Your objective = Would you please set down the lines of the data from the one containing "Indicate the yellow leaf" to the final line, exactly and only those?

Listed entries =
· · · · · · ·
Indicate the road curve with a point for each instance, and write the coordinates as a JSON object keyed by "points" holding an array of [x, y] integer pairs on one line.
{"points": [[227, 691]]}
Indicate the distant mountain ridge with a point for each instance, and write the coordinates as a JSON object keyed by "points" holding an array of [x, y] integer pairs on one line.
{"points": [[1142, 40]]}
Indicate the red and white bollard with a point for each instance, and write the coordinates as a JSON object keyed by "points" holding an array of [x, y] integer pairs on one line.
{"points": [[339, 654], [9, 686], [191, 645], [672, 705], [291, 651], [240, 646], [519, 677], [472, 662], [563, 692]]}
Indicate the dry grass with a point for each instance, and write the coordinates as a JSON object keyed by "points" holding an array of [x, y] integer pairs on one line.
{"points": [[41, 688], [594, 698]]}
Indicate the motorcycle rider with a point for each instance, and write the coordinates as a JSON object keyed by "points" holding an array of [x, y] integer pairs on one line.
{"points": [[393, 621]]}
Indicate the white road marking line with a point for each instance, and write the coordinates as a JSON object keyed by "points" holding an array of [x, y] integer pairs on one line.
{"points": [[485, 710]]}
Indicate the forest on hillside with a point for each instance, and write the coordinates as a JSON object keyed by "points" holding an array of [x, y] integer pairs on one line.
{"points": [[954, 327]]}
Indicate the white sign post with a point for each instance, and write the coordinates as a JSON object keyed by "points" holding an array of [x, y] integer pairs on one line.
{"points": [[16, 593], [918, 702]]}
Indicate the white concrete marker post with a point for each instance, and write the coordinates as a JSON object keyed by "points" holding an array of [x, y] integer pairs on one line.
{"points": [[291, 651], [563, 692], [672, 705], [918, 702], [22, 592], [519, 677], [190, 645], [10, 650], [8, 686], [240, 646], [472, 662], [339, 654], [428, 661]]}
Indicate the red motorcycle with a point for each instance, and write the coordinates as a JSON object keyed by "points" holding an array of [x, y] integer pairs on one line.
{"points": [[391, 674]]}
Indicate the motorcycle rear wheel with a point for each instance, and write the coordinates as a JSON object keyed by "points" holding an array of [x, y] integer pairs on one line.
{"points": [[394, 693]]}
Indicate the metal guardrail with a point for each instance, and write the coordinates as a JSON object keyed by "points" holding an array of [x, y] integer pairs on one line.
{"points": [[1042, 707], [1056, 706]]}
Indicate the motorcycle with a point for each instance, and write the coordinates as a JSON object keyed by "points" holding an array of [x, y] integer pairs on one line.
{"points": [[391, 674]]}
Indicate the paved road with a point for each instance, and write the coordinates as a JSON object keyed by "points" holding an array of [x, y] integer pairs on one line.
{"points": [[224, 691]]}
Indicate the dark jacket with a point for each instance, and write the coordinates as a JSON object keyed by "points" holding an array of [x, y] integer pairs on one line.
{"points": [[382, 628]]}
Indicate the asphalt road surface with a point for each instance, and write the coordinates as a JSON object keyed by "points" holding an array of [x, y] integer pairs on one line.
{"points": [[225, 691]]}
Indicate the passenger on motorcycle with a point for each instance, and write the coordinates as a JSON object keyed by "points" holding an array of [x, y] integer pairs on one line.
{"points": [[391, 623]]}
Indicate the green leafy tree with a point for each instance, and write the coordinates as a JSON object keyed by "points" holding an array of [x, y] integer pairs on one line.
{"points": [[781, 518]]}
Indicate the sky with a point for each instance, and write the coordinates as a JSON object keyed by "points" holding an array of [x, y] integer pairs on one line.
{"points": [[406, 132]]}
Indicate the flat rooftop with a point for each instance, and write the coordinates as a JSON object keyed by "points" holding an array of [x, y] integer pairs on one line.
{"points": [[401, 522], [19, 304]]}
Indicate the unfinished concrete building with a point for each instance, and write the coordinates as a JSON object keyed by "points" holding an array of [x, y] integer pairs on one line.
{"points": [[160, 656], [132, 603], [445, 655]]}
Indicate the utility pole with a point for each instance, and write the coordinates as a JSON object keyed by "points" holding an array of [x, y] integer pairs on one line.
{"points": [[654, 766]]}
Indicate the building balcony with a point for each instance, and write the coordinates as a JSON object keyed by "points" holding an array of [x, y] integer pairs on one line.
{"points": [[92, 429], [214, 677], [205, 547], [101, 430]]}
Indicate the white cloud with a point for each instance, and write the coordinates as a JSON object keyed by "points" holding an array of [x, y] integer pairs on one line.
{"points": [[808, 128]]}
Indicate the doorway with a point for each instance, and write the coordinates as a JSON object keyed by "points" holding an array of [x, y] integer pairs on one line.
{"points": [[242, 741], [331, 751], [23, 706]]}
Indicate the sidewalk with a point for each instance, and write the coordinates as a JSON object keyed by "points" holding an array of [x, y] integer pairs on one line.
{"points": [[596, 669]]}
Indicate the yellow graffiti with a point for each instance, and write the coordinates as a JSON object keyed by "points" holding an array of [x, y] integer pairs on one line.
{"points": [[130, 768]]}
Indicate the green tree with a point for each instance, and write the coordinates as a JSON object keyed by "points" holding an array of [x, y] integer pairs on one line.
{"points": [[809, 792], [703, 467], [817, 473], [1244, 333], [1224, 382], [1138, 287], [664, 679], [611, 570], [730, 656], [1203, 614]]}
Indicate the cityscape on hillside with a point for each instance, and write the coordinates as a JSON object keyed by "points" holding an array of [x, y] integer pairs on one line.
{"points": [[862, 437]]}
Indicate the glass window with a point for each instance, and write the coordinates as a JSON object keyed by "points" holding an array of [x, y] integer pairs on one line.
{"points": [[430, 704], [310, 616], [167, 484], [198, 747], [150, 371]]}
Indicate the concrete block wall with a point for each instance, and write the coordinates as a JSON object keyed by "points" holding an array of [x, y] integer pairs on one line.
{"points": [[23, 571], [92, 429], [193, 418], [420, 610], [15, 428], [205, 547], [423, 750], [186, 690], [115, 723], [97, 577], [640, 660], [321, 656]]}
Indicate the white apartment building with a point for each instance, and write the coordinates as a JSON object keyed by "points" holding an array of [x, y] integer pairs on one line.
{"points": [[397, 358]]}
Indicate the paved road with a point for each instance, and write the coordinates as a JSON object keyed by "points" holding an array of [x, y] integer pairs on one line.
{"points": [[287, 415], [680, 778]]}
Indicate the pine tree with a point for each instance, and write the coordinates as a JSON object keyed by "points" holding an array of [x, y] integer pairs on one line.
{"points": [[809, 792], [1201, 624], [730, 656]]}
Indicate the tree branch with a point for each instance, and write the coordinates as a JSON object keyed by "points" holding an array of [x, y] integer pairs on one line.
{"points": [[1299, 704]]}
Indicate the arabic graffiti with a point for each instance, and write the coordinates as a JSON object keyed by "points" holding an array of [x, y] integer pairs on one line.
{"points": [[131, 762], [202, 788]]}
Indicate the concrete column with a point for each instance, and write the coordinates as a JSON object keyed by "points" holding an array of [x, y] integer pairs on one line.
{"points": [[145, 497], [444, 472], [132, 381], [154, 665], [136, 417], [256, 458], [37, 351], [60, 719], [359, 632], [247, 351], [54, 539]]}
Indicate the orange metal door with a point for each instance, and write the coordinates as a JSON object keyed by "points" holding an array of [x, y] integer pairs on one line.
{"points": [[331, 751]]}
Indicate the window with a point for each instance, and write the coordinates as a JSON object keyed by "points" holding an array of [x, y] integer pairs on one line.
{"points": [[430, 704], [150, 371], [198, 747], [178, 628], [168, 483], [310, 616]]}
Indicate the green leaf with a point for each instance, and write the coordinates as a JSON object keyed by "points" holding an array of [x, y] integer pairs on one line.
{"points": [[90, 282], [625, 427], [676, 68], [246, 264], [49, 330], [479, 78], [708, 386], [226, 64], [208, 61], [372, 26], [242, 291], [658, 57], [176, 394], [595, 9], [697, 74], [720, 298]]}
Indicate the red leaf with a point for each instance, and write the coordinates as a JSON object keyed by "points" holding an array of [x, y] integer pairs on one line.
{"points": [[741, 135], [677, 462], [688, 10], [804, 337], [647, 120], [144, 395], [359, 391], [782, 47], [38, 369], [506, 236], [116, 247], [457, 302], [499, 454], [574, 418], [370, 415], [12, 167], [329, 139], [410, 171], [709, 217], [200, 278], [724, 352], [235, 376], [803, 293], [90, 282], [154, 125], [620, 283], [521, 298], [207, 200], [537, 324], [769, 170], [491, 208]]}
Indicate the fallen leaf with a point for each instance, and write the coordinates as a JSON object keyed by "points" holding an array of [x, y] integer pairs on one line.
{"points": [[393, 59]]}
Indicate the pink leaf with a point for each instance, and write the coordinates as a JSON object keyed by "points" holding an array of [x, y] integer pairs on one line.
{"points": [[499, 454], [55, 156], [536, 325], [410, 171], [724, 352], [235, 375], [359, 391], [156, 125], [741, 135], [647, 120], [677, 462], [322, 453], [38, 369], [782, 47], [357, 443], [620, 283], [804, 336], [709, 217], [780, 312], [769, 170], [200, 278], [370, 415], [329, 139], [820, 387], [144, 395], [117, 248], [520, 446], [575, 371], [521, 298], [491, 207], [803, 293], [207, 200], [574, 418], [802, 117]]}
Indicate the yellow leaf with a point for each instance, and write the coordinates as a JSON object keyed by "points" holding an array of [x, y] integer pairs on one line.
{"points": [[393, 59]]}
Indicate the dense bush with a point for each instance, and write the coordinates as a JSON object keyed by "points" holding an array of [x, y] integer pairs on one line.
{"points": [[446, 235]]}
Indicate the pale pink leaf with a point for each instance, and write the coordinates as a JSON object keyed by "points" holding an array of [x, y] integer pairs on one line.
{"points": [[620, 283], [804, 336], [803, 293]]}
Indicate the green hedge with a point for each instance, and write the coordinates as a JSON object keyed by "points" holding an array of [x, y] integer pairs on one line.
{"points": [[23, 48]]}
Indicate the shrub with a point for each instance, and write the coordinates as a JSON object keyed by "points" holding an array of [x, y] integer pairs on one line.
· · · · · · ·
Your solution =
Indicate the yellow leaf with a point for each instance, and write the coordinates as a JSON object keyed by "points" holding an array of [x, y] integer pairs on one line.
{"points": [[393, 59]]}
Indicate the dense bush with a point for each instance, and write the coordinates as a JSON object keyed by "points" holding an array of [x, y] integer pairs on one line.
{"points": [[446, 235]]}
Indicate the pale pink leaf with a point for each instance, and write the coordinates as a JSON object keyed by "points" holding an array of [x, y] integer pairs on one line.
{"points": [[620, 283], [804, 336], [803, 293]]}
Indicate the green hedge with a point for each instance, and write the coordinates as a JSON object keyed by "points" holding an array of [x, y] integer pairs on one line.
{"points": [[23, 48]]}
Indicate the shrub with a point for each instance, and write the coordinates as a JSON object keyed by "points" holding an array of [x, y] integer pairs on one line.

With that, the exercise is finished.